Supplied records
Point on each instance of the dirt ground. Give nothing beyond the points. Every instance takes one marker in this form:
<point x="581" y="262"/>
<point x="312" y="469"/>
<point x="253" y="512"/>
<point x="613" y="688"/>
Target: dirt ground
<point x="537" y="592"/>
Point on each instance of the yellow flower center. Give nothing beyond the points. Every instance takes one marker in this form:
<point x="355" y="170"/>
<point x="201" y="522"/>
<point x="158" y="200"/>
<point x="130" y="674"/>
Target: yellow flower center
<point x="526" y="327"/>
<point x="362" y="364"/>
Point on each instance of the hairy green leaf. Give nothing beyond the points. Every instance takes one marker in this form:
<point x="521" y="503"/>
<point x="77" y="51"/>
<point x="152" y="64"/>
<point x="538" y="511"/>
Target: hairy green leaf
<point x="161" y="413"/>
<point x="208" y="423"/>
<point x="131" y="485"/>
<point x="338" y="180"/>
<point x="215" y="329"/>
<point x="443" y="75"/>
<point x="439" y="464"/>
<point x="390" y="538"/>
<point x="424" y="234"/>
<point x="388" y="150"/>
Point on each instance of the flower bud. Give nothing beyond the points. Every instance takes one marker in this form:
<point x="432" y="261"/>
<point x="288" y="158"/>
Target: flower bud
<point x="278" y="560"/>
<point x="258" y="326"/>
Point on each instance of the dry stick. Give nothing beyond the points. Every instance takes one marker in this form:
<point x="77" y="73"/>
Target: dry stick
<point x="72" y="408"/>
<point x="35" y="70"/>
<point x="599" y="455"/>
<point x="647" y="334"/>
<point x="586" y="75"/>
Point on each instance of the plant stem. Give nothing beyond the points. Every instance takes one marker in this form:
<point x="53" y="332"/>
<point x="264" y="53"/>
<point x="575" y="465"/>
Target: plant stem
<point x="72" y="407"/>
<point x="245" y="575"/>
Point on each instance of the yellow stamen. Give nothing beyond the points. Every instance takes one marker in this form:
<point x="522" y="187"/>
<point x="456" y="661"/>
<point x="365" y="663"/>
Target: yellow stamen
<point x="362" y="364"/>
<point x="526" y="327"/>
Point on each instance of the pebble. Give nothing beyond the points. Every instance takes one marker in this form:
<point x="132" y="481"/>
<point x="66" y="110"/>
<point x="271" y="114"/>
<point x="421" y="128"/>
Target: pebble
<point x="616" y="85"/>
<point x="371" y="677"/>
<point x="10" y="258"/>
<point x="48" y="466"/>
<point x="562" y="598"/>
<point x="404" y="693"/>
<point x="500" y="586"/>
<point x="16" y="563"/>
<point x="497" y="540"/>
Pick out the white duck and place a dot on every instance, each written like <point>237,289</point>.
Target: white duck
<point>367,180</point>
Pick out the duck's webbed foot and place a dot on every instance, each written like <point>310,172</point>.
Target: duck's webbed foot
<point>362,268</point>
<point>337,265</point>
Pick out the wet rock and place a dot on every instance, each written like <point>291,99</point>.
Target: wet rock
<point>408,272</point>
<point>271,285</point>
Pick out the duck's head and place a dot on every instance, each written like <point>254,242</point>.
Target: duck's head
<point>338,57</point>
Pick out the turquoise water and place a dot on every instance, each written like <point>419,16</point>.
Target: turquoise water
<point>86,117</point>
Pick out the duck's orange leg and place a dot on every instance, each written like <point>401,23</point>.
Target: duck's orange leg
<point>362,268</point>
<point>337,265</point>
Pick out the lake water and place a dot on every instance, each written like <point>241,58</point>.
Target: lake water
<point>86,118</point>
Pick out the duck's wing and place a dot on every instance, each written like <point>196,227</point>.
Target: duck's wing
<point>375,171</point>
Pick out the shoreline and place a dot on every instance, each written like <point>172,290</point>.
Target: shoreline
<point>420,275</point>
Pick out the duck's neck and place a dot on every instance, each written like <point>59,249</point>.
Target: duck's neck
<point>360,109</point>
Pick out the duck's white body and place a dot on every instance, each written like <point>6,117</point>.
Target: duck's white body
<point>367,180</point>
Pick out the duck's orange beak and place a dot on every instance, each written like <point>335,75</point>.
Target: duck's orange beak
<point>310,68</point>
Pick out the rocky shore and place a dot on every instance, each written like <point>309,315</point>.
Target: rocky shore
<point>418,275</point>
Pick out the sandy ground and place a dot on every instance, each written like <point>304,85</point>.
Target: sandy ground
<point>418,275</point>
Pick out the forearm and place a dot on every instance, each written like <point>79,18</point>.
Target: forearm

Assigned task
Return the whole listing exactly as it reads.

Output for this exercise
Point on each instance of the dirt ground. Give nothing beyond the points. Every instance takes one marker in this form:
<point x="581" y="262"/>
<point x="312" y="469"/>
<point x="253" y="512"/>
<point x="613" y="688"/>
Target: dirt ground
<point x="537" y="592"/>
Point on each instance of the yellow flower center. Give nothing beyond the points. Every instance takes one marker in this form:
<point x="355" y="170"/>
<point x="201" y="522"/>
<point x="158" y="200"/>
<point x="130" y="674"/>
Target: yellow flower center
<point x="526" y="327"/>
<point x="362" y="364"/>
Point on each instance of the hairy green leaf. Give nothing beyond the points. Every instance takes one marker in this form:
<point x="521" y="503"/>
<point x="77" y="51"/>
<point x="152" y="64"/>
<point x="538" y="511"/>
Target: hairy green leaf
<point x="161" y="413"/>
<point x="208" y="423"/>
<point x="131" y="485"/>
<point x="338" y="180"/>
<point x="215" y="329"/>
<point x="443" y="75"/>
<point x="439" y="464"/>
<point x="390" y="538"/>
<point x="424" y="234"/>
<point x="388" y="150"/>
Point on each instance of the flower bud. Give nothing beyond the points. Every instance takes one marker in this form:
<point x="432" y="261"/>
<point x="288" y="158"/>
Target: flower bud
<point x="278" y="560"/>
<point x="258" y="326"/>
Point on each instance of the dry stick. Give nothing beyond the points. Every instance takes one marker in this form:
<point x="77" y="73"/>
Target: dry stick
<point x="72" y="408"/>
<point x="35" y="70"/>
<point x="599" y="455"/>
<point x="647" y="334"/>
<point x="586" y="75"/>
Point on each instance of the plant stem. Give nothing beyond the points. Every instance takes one marker in this form:
<point x="53" y="332"/>
<point x="264" y="53"/>
<point x="575" y="465"/>
Target: plant stem
<point x="72" y="407"/>
<point x="245" y="575"/>
Point on each instance of the yellow stamen. Give nothing beyond the points. Every instance takes one marker in this form:
<point x="522" y="187"/>
<point x="456" y="661"/>
<point x="365" y="663"/>
Target: yellow stamen
<point x="362" y="364"/>
<point x="526" y="327"/>
Point on each instance of the pebble. Give nothing beyond the points. Every instance takes one marker in this form:
<point x="132" y="481"/>
<point x="66" y="110"/>
<point x="271" y="114"/>
<point x="421" y="128"/>
Target: pebble
<point x="616" y="85"/>
<point x="371" y="677"/>
<point x="10" y="258"/>
<point x="48" y="466"/>
<point x="562" y="598"/>
<point x="404" y="693"/>
<point x="500" y="586"/>
<point x="16" y="563"/>
<point x="497" y="540"/>
Pick out the white duck and place a dot on every instance, each written like <point>237,289</point>.
Target: white duck
<point>367,180</point>
Pick out the duck's webbed foot and place a dot on every instance, each written like <point>310,172</point>.
Target: duck's webbed foot
<point>362,268</point>
<point>337,265</point>
Pick out the wet rock and place a dot on every instance, each written like <point>291,99</point>.
Target: wet rock
<point>408,272</point>
<point>271,285</point>
Pick out the duck's head and place a dot on every instance, each written like <point>254,242</point>.
Target: duck's head
<point>338,57</point>
Pick out the turquoise water and place a dot on every instance, each written like <point>419,16</point>.
Target: turquoise water
<point>86,117</point>
Pick out the duck's orange leg and place a dot on every instance, each written like <point>401,23</point>.
Target: duck's orange leg
<point>362,268</point>
<point>337,265</point>
Pick out the lake water and place a dot on every instance, each written like <point>241,58</point>.
Target: lake water
<point>86,118</point>
Pick out the duck's wing and place a dot on every instance, each written like <point>196,227</point>.
Target: duck's wing
<point>375,171</point>
Pick out the shoreline and place a dot on every instance, each written like <point>172,290</point>.
Target: shoreline
<point>420,275</point>
Pick out the duck's neck and place a dot on every instance, each written like <point>59,249</point>.
Target: duck's neck
<point>360,109</point>
Pick out the duck's white body and place a dot on every instance, each written like <point>6,117</point>.
Target: duck's white body
<point>367,180</point>
Pick out the duck's orange beak and place a dot on every instance, each written like <point>335,75</point>.
Target: duck's orange beak
<point>310,68</point>
Pick out the rocky shore and place a dot on every instance, each written like <point>309,315</point>.
Target: rocky shore
<point>418,275</point>
Pick out the sandy ground and place a dot on every instance, each written like <point>304,85</point>.
Target: sandy ground
<point>418,275</point>
Pick out the forearm and place a dot on every instance, each written like <point>79,18</point>.
Target: forearm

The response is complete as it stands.